Written task:
Could you reproduce the records below word for word, from their first line through the line that contains "column 341, row 236", including that line?
.....
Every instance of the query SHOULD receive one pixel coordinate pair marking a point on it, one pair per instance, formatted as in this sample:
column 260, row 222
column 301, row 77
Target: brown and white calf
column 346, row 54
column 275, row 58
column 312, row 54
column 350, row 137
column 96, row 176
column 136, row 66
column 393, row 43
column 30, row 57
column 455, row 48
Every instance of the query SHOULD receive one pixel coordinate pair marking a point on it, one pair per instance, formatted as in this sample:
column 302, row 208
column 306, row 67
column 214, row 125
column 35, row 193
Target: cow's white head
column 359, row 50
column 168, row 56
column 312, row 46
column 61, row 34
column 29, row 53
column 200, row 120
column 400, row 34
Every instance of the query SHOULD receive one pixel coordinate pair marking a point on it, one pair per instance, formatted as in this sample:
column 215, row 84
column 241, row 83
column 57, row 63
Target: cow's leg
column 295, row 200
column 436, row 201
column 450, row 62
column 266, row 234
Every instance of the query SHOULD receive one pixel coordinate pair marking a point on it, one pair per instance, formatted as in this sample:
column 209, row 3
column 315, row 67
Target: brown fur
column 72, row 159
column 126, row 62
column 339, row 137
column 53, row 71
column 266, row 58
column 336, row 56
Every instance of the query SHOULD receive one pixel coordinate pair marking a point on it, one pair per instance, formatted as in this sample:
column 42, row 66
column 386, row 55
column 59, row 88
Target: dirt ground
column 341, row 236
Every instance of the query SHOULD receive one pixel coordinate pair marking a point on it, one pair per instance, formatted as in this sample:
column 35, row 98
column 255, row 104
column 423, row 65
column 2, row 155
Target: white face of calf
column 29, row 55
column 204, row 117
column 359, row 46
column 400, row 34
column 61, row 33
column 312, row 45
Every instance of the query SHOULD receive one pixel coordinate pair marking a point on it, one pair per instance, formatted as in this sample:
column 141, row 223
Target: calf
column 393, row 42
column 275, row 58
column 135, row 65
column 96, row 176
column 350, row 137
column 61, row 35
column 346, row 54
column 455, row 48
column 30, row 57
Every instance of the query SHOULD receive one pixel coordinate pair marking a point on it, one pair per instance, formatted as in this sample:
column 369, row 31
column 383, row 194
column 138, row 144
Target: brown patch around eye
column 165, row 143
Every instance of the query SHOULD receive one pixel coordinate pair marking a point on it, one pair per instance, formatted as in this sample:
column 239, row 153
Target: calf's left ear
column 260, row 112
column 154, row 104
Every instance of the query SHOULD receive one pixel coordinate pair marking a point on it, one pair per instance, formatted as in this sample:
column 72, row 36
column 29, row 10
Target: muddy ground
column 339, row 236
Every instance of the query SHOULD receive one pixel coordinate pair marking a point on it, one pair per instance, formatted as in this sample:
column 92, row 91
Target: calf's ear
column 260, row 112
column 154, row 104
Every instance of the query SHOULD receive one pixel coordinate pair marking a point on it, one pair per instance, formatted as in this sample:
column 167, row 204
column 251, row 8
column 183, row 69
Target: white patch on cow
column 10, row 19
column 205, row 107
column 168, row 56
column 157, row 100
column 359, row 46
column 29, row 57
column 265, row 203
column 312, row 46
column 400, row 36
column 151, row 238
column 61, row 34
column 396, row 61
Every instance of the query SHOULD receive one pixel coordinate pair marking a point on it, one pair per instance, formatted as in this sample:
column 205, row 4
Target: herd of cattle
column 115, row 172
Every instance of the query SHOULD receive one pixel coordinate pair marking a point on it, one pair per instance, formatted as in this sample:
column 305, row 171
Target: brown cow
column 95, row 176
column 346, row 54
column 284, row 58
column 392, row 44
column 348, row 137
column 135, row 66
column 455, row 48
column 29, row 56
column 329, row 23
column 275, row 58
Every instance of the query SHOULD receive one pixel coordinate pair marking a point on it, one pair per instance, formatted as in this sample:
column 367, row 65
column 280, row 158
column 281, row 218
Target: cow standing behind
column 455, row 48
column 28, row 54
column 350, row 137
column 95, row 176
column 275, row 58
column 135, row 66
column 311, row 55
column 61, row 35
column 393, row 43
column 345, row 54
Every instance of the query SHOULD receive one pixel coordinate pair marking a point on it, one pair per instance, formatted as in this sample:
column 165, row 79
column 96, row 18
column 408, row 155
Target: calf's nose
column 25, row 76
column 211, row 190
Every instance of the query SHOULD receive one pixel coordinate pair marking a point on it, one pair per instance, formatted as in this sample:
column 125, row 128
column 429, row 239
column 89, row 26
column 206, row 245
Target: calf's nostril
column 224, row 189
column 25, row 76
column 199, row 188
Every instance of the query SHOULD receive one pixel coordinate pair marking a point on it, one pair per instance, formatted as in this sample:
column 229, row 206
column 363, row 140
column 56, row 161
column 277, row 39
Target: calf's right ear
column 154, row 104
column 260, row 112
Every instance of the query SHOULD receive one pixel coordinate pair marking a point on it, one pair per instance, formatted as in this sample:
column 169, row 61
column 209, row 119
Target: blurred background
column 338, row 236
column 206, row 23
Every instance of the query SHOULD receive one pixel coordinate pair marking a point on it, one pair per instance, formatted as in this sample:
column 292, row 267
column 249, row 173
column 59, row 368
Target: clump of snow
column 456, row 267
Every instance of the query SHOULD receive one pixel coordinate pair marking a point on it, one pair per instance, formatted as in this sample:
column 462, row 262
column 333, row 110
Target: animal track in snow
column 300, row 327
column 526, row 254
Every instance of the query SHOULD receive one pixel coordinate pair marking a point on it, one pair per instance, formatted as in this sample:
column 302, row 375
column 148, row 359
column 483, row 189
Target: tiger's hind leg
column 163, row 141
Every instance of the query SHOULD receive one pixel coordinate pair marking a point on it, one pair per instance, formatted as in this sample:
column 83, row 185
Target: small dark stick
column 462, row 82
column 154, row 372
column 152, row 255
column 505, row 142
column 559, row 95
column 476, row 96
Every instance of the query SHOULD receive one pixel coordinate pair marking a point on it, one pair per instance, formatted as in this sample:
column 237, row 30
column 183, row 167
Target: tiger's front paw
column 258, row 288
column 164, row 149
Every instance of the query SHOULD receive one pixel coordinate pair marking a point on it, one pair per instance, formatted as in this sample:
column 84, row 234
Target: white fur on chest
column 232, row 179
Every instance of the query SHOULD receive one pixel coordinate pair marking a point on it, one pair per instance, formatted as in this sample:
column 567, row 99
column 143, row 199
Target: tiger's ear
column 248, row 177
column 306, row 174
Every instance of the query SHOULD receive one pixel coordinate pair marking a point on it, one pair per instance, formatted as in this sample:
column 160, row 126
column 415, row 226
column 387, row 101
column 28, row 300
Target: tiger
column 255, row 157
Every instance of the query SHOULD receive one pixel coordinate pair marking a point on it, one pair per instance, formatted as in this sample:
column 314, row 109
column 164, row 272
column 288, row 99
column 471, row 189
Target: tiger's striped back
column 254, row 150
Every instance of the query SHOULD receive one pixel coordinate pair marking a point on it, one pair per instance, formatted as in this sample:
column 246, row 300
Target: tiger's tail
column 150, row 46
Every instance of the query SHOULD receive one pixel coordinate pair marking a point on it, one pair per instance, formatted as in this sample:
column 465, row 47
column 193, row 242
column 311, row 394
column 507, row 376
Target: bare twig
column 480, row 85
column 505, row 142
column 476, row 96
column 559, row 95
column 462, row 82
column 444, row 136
.....
Solution for this task:
Every instance of the query SHOULD receive one pixel coordinate pair marking a point on it, one pair per instance, formatted as in this sample:
column 260, row 222
column 301, row 77
Target: brown and white calf
column 346, row 54
column 275, row 58
column 312, row 54
column 350, row 137
column 96, row 176
column 136, row 66
column 393, row 43
column 30, row 57
column 455, row 48
Every instance of the query SHOULD receive one pixel coordinate pair marking a point on it, one pair per instance, formatted as in this sample:
column 302, row 208
column 306, row 67
column 214, row 125
column 35, row 193
Target: cow's white head
column 359, row 50
column 168, row 56
column 312, row 46
column 61, row 34
column 29, row 53
column 200, row 120
column 400, row 34
Every instance of the query SHOULD receive one pixel coordinate pair marking a point on it, one pair per instance, formatted as in this sample:
column 215, row 84
column 241, row 83
column 57, row 63
Target: cow's leg
column 295, row 200
column 436, row 201
column 450, row 62
column 266, row 234
Every instance of the query SHOULD receive one pixel coordinate pair marking a point on it, one pair per instance, formatted as in this sample:
column 209, row 3
column 315, row 67
Target: brown fur
column 72, row 159
column 126, row 62
column 339, row 137
column 53, row 71
column 266, row 58
column 336, row 56
Every instance of the query SHOULD receive one pixel coordinate pair marking a point on it, one pair per instance, formatted as in this sample:
column 42, row 66
column 386, row 55
column 59, row 88
Target: dirt ground
column 341, row 236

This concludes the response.